**Excerpted passage:**

....................

Princeton researchers say they’ve found a cheap and simple way to nearly triple the efficiency of organic solar cells.
Their nanostructured sandwich of metal and plastic collects and traps light, and can also be used in conventional inorganic solar collectors, such as standard silicon solar panels. And it’s ready for commercial use, they say.
Called a subwavelength plasmonic cavity, the sandwich is the foundation for a solar cell that absorbs as much as 96 percent of light, with 52 percent higher efficiency in converting light to electrical energy than a conventional solar cell.
It’s even more efficient with light that strikes the solar cell at large angles, for example on cloudy days or when the cell is not directly facing the sun, boosting efficiency by an extra 175 percent.
The top layer, known as the window layer, of the new solar cell uses an incredibly fine metal mesh: the metal is 30 nanometers thick, and each hole is 175 nanometers in diameter and 25 nanometers apart. This mesh replaces the conventional indium-tin-oxide (ITO) window layer.

....................

**Task requirements:**
1: In the passage on the Princeton solar cell, how thick is the metal in the window layer's mesh?
2: Continue the article about the Princeton solar cell, picking up after its final sentence.

**Given data:**

....................

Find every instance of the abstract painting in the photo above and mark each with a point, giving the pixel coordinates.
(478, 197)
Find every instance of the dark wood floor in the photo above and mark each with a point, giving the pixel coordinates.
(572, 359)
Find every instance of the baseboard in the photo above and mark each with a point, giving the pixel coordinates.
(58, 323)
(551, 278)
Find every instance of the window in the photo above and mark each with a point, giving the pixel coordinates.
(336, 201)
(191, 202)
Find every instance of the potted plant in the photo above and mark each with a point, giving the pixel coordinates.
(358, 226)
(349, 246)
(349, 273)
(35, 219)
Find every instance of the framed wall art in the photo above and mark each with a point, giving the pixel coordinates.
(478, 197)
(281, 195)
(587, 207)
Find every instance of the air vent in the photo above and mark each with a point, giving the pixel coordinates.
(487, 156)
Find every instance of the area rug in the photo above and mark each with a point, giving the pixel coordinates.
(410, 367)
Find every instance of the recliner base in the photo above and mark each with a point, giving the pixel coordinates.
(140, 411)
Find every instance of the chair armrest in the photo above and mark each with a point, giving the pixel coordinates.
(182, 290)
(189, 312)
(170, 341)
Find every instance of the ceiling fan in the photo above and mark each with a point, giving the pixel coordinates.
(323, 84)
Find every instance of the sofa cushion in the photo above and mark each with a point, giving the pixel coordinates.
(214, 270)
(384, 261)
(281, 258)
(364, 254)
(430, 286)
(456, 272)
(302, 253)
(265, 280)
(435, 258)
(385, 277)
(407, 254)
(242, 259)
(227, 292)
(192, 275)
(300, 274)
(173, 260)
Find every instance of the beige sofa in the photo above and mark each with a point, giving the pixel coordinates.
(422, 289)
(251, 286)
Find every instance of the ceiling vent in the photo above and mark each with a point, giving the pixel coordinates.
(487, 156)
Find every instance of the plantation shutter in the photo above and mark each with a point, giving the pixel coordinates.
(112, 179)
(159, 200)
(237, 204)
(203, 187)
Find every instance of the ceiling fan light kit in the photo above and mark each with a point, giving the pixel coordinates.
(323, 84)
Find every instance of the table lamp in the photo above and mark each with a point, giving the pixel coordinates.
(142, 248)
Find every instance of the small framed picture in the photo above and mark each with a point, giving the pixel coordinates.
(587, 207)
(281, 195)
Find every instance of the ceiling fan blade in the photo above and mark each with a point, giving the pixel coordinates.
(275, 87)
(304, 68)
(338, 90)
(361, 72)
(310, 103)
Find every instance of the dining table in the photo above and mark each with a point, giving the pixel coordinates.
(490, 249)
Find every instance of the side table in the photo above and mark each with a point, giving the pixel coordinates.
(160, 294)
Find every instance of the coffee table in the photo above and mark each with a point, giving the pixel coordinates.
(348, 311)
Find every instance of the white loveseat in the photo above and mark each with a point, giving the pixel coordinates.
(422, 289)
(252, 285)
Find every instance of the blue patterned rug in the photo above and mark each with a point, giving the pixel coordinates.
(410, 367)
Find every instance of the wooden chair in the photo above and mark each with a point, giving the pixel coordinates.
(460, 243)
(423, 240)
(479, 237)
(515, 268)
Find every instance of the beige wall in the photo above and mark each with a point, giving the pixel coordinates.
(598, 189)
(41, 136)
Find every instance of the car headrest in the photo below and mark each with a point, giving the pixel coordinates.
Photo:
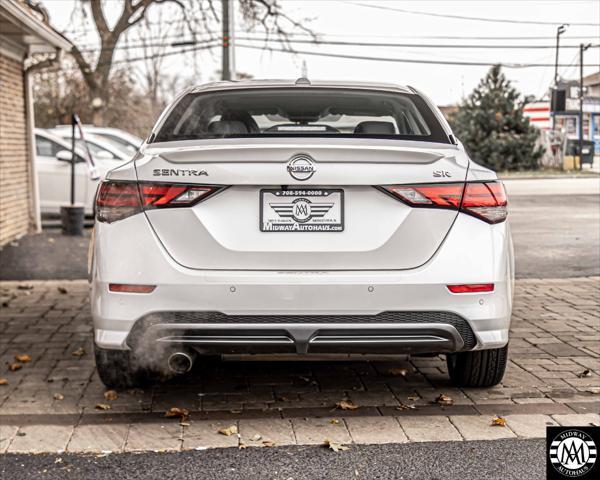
(227, 127)
(375, 128)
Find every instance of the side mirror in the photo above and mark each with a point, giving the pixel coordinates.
(104, 155)
(64, 156)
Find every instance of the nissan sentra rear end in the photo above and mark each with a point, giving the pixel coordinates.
(301, 218)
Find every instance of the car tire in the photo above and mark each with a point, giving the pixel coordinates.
(118, 369)
(480, 368)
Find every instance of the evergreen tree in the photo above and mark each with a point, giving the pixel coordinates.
(491, 125)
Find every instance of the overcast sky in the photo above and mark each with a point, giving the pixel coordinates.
(349, 21)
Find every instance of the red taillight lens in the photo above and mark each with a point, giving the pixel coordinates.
(484, 200)
(472, 288)
(130, 288)
(118, 200)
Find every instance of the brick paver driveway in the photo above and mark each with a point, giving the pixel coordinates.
(51, 402)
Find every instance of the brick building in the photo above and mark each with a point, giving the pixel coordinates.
(23, 33)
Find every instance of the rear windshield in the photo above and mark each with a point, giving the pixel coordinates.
(301, 112)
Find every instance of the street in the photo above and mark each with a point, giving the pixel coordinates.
(505, 459)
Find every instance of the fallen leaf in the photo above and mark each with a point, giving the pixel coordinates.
(444, 399)
(23, 358)
(346, 405)
(404, 406)
(498, 422)
(335, 446)
(176, 412)
(110, 395)
(397, 372)
(231, 430)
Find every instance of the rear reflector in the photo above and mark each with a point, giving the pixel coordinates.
(130, 288)
(471, 288)
(484, 200)
(118, 200)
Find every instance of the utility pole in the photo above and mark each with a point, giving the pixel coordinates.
(559, 31)
(228, 66)
(582, 48)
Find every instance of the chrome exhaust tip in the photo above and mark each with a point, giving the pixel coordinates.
(180, 362)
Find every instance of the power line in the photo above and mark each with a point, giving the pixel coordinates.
(190, 42)
(478, 19)
(402, 60)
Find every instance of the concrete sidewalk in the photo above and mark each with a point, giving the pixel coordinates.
(52, 402)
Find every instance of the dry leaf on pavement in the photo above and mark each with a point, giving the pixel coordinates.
(444, 399)
(404, 406)
(110, 395)
(397, 372)
(176, 412)
(231, 430)
(80, 352)
(346, 405)
(24, 358)
(498, 422)
(335, 446)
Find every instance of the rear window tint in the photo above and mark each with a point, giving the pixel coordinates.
(304, 112)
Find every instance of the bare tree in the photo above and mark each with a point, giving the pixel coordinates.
(197, 16)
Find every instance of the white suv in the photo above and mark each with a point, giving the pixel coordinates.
(300, 217)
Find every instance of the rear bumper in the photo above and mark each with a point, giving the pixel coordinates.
(473, 252)
(389, 332)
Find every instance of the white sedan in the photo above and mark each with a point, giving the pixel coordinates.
(53, 164)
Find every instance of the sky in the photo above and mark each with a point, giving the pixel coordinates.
(380, 21)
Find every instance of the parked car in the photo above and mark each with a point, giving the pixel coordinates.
(53, 165)
(125, 141)
(301, 217)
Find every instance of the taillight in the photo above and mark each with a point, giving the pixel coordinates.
(118, 200)
(484, 200)
(471, 288)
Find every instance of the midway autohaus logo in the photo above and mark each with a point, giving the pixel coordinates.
(572, 452)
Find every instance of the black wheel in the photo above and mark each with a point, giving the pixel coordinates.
(119, 369)
(481, 368)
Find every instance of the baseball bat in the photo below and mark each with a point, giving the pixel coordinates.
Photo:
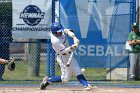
(70, 59)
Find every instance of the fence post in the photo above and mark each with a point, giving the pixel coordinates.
(34, 58)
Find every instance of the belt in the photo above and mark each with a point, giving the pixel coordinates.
(64, 53)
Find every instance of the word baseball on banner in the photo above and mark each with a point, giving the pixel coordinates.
(31, 19)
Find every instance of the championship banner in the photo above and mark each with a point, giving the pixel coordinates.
(31, 18)
(102, 27)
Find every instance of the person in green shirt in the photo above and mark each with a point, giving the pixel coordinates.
(134, 53)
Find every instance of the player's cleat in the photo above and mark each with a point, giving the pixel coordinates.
(11, 60)
(44, 83)
(89, 87)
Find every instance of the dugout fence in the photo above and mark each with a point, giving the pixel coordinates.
(35, 58)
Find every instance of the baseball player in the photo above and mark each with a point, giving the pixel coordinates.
(134, 54)
(10, 63)
(64, 54)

....................

**Answer set:**
1: 30 nanometers.

2:
The mesh window layer is placed very close to the bottom layer of the sandwich, the same metal film used in conventional solar cells; in between is a thin strip of semiconducting material of any type.
The solar cell’s features – the spacing of the mesh, the thickness of the sandwich, the diameter of the holes – are all smaller than the wavelength of the light being collected, so that the light can’t escape.
“It is like a black hole for light,” says professor Stephen Chou. “It traps it.”
The researchers say their PlaCSH solar cells can be manufactured cost-effectively in wallpaper-size sheets using ‘nanoimprint’: a low-cost technique Chou invented 16 years ago, which embosses nanostructures over a large area, like printing a newspaper.